## Assignment
Copy each line of the data below exactly, leaving out pictures.

[Image point grounding data]
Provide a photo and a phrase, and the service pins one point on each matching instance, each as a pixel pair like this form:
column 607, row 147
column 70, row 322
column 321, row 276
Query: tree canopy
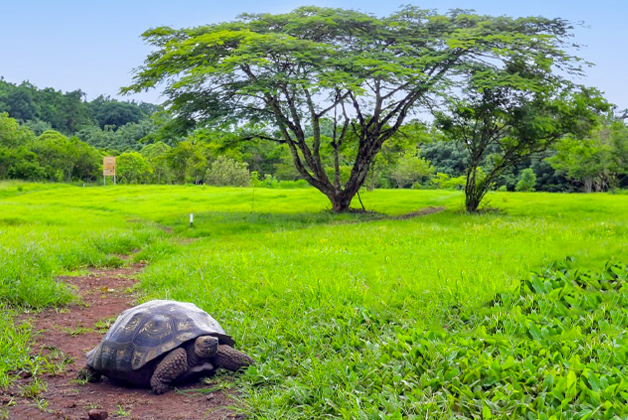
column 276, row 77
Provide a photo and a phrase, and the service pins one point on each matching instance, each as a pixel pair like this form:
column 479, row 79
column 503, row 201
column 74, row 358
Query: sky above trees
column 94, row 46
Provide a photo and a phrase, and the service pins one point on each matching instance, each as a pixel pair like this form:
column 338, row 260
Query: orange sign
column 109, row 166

## Result of this exercise
Provide a photo and a phrase, and the service pins one point on each matching instance, each as a pixel pair like this form:
column 607, row 147
column 70, row 322
column 321, row 276
Query: tree canopy
column 276, row 77
Provide a photo and a phrase, and the service pins one point on each matching instance, each as a pixel pair like this form:
column 479, row 79
column 503, row 201
column 74, row 358
Query: sky above trees
column 94, row 46
Provide a photo and a phrase, and the service pins one point on each matching instance, each as a pixel pair like this form:
column 338, row 260
Query: orange sign
column 109, row 166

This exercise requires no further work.